Diane L. Drain, bankruptcy attorney, retired law professor, mentor and community spokesperson.

The Junior Lenders and the Owner Can File an Application for the Funds

At that point the junior lienholders and/or the old property owner can file an application with the Court. There are notice requirements and most likely the court will have a hearing on the distribution of any monies. See Arizona Revised Statutes – 33-812. In order of obtain the funds the applicant must have a signed, certified copy of the final Order from the Court, plus a fee payable to the Treasurer (of Assessor) and a signed W-9.

BEWARE: Vultures are circling those who have lost their homes due to a trustee’s sale or foreclosure.

These vultures are committing fraud in order to steal the majority, if not all, of the equity that should be paid to the homeowners. There could be a lot of equity or “excess sale proceeds” depending on the market.

Charges to “Help” in the Collection of Excess Sale Proceeds are limited by law yet many people ignore the law.

__What the exercise asks__:
Transcribe the passage on excess sale proceeds word for word, between "BEWARE: Vultures are" and "ignore the law.", inclusive.

__Data extracts__:
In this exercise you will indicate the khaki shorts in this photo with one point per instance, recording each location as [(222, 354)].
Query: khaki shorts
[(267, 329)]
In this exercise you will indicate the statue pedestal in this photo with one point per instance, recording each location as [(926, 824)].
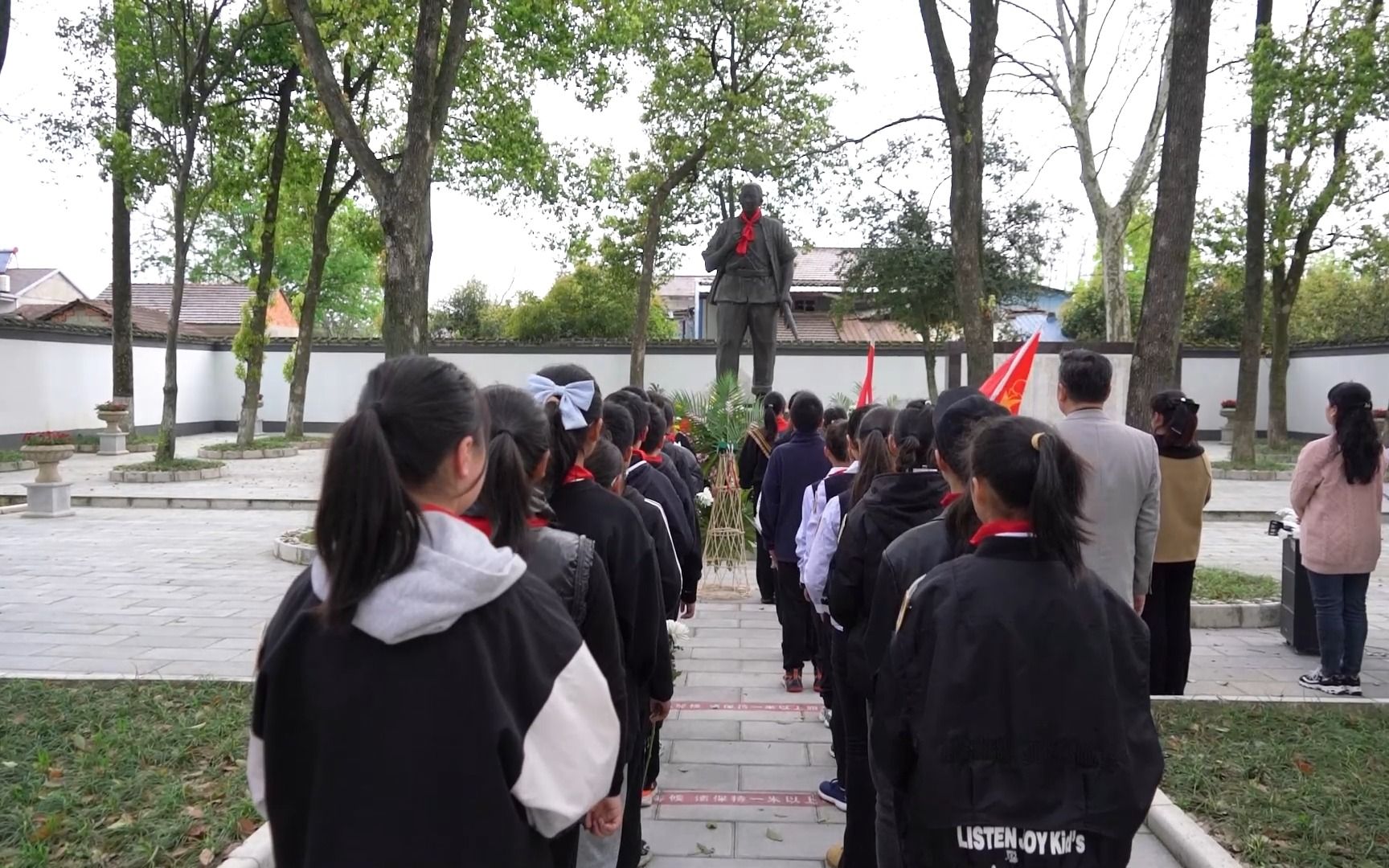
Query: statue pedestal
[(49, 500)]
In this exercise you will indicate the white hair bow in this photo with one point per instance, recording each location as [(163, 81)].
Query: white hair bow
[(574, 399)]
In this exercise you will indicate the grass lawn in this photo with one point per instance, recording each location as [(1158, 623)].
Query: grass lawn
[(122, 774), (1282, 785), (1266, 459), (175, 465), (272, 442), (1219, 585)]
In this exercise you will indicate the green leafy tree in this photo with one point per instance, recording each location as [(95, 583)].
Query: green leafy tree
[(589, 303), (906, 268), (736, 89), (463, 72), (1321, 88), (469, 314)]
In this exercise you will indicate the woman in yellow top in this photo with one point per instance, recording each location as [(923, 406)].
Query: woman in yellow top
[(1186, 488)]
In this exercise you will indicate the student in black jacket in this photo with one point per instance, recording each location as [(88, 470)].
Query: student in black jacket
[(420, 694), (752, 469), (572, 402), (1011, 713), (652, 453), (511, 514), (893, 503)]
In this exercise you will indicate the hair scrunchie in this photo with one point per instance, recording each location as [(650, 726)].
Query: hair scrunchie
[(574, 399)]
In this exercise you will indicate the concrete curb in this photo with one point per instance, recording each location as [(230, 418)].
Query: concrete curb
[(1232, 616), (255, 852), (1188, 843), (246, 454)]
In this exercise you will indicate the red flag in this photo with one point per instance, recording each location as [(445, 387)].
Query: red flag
--
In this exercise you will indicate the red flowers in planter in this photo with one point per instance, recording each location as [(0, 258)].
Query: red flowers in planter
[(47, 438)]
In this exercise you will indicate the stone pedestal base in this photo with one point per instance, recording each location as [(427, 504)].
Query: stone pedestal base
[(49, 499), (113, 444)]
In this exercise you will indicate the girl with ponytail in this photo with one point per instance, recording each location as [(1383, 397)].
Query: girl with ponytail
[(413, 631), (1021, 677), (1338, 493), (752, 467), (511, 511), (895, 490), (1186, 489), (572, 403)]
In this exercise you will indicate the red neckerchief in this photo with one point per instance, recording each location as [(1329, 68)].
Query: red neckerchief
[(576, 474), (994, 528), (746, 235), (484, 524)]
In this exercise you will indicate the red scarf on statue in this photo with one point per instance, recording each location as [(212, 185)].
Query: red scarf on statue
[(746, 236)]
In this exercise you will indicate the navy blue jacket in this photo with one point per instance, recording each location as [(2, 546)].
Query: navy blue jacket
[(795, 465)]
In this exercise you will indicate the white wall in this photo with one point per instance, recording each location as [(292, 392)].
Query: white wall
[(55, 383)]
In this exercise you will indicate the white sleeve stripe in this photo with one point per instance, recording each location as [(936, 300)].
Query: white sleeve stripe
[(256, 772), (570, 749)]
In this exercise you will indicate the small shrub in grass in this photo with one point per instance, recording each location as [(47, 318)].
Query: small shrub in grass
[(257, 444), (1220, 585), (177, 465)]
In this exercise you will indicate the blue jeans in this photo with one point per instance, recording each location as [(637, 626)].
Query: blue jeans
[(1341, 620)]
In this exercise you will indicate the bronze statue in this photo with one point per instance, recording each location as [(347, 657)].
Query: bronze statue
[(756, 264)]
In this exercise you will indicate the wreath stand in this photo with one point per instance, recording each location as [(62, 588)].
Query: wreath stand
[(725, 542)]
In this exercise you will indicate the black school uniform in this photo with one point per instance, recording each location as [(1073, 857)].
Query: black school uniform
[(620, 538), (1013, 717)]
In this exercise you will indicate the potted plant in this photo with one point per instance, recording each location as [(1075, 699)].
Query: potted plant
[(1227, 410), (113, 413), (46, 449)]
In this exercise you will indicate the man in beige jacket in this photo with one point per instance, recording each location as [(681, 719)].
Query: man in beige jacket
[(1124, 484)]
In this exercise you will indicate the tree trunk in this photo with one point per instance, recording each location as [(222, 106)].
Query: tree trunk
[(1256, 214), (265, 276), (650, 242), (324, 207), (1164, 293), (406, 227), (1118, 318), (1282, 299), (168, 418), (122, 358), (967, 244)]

__Response below__:
BEWARE: Vultures are circling those who have lost their homes due to a trustee’s sale or foreclosure.

These vultures are committing fraud in order to steal the majority, if not all, of the equity that should be paid to the homeowners. There could be a lot of equity or “excess sale proceeds” depending on the market.

Charges to “Help” in the Collection of Excess Sale Proceeds are limited by law yet many people ignore the law.